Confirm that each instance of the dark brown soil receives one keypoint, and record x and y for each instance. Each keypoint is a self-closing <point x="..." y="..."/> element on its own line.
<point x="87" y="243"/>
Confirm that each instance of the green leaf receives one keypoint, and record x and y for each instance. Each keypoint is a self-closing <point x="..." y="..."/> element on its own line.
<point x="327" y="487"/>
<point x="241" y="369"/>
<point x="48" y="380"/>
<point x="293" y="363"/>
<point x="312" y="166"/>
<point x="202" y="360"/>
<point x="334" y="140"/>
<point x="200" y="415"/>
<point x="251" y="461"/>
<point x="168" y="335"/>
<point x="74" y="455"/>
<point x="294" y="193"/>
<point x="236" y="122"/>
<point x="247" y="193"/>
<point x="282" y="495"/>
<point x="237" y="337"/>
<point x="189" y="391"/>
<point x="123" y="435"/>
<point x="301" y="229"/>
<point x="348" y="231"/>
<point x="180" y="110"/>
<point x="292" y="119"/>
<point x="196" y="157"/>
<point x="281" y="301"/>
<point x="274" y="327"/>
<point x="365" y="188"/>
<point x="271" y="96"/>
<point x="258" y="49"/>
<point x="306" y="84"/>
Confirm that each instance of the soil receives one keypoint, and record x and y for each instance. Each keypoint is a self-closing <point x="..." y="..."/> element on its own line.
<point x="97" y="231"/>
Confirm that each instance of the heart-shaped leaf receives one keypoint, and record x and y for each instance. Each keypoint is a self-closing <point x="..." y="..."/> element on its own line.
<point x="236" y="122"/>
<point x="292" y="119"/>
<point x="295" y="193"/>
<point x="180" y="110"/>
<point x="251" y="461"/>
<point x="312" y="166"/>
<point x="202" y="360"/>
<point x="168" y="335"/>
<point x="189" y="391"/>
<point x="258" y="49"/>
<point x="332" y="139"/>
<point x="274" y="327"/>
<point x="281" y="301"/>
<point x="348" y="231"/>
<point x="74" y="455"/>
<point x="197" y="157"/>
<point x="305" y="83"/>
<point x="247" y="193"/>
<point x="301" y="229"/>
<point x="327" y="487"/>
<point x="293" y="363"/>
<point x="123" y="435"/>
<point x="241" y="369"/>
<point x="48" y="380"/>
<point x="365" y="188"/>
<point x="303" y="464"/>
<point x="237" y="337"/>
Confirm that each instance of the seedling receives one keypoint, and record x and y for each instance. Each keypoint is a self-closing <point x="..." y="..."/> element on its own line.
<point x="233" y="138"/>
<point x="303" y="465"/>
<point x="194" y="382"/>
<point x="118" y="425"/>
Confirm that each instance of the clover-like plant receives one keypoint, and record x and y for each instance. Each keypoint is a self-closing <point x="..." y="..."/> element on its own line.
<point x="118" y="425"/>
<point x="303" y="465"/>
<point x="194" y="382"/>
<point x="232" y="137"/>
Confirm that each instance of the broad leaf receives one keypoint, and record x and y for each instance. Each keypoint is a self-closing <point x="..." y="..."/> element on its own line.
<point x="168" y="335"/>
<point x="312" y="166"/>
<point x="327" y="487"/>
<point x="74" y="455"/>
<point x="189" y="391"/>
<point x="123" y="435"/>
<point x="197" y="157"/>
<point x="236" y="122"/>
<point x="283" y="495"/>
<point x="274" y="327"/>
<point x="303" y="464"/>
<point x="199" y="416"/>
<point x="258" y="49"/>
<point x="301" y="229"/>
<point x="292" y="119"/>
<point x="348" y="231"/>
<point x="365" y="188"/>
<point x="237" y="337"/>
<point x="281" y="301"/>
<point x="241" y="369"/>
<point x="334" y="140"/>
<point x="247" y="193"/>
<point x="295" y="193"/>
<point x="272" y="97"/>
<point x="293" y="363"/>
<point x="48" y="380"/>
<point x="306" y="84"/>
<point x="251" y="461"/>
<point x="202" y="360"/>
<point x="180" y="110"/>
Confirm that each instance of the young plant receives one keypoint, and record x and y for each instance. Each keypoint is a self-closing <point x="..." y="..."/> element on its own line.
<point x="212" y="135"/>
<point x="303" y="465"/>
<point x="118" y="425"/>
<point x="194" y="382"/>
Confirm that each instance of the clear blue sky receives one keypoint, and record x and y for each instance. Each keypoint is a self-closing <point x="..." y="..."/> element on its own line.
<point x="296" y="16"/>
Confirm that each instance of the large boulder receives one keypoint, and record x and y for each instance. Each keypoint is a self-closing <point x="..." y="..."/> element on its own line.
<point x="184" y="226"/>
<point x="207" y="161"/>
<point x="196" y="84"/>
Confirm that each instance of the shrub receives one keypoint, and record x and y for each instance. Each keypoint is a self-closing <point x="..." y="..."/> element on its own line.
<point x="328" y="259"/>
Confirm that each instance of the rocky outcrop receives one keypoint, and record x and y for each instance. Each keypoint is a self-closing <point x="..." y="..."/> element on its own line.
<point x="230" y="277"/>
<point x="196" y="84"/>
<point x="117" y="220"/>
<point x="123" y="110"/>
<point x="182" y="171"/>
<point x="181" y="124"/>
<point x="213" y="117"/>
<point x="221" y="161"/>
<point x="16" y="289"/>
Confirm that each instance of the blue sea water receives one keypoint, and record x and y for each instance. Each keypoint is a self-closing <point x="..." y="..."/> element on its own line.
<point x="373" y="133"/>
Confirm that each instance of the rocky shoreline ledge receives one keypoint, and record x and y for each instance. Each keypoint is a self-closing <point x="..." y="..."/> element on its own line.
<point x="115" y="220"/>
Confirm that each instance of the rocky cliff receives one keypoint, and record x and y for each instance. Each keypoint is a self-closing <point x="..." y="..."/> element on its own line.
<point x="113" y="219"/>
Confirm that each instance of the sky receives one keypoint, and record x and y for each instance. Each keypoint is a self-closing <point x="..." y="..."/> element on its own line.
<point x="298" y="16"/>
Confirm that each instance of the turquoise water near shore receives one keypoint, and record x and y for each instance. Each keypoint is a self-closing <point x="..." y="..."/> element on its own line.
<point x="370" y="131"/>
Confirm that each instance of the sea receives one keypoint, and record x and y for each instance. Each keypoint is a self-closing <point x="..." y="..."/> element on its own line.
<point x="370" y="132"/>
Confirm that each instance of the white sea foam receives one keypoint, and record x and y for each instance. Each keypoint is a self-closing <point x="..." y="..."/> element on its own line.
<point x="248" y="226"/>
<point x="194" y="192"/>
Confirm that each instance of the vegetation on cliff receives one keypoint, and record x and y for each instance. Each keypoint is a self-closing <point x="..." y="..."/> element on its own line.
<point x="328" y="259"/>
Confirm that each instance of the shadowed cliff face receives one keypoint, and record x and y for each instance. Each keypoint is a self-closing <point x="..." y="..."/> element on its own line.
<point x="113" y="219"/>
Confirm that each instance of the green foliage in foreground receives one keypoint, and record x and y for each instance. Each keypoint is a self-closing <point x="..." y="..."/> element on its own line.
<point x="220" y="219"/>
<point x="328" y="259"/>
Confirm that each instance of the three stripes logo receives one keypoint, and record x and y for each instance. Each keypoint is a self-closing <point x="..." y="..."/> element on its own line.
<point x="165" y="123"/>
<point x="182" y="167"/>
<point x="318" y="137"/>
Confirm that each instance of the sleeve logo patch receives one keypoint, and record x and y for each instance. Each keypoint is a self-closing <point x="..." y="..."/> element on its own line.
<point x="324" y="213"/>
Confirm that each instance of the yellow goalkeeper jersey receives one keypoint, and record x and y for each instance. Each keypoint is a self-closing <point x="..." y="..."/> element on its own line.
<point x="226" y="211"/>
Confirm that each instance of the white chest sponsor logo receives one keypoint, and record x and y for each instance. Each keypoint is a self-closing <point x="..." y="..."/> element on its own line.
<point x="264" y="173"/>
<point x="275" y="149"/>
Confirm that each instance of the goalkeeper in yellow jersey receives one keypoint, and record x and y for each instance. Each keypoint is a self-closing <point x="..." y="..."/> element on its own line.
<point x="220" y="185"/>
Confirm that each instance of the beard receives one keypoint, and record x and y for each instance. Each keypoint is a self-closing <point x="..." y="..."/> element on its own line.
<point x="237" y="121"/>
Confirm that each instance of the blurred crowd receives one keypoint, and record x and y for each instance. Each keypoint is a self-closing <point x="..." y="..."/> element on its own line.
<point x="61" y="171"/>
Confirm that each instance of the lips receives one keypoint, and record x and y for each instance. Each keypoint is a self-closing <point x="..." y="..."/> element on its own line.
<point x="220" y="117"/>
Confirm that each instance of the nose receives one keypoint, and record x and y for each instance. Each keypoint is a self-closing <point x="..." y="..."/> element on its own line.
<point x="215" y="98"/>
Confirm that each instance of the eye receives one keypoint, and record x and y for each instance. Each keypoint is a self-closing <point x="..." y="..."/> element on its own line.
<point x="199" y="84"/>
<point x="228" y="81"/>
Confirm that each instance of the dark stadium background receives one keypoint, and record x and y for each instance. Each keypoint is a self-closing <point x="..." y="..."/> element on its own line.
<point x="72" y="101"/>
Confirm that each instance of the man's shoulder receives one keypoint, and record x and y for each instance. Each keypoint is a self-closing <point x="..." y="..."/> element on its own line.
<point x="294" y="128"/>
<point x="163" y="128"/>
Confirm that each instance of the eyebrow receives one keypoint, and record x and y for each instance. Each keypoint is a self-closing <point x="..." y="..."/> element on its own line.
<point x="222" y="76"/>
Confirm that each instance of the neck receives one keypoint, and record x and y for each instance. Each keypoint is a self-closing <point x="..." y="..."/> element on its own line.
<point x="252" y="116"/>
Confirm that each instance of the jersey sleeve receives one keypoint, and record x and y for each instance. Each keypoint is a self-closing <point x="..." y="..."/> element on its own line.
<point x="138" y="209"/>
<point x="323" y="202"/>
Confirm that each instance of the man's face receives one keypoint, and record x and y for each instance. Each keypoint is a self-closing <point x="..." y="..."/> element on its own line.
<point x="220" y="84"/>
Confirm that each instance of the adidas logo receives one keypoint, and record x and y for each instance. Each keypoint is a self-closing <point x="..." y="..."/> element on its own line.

....

Only the lines from the one holding "Confirm that each instance of the nose" to the end of the listing are to be written out, word for word.

Confirm that each instance of the nose receives one keypoint, and record x and y for each instance. Each keypoint is a self-closing <point x="..." y="..."/> element on its own line.
<point x="215" y="98"/>
Confirm that each instance of the eye receives one keypoint, and record x and y for each instance. Each keypoint is a self-closing <point x="..." y="..."/> element on its own line.
<point x="199" y="84"/>
<point x="228" y="81"/>
Confirm that each instance of the dark stadium background receives one keypoint, and record x and y for each instance. Each keypoint is a self-closing <point x="..." y="..."/> element on its own line.
<point x="72" y="101"/>
Confirm that each instance of the man's shoulder receives one keypoint, and record x and y for each instance. Each keypoint is a self-closing <point x="..." y="..."/> element on its own line.
<point x="294" y="128"/>
<point x="163" y="128"/>
Confirm that each instance of the eyebrow receives one keypoint, and record x and y for each instance. Each keypoint is a self-closing <point x="..." y="..."/> element on its own line.
<point x="222" y="76"/>
Confirm that each instance of the neck receives one keypoint, and record x and y for each instance. Each keypoint is a self-closing <point x="..." y="..."/> element on its own line.
<point x="252" y="116"/>
Confirm that each instance of the jersey sleeve receives one keypoint, and record x and y for each instance. Each keypoint is a self-closing <point x="..." y="..."/> element on its own line.
<point x="138" y="209"/>
<point x="323" y="202"/>
Confirm that each instance of the man's face receives one keypoint, and record x and y for each instance. Each keypoint is a self-closing <point x="..." y="..."/> element on its own line.
<point x="220" y="84"/>
Confirm that each instance of the adidas logo receives one keypoint, and record x and y for each instance. Each keypoint is a self-closing <point x="..." y="..."/> element on its own line.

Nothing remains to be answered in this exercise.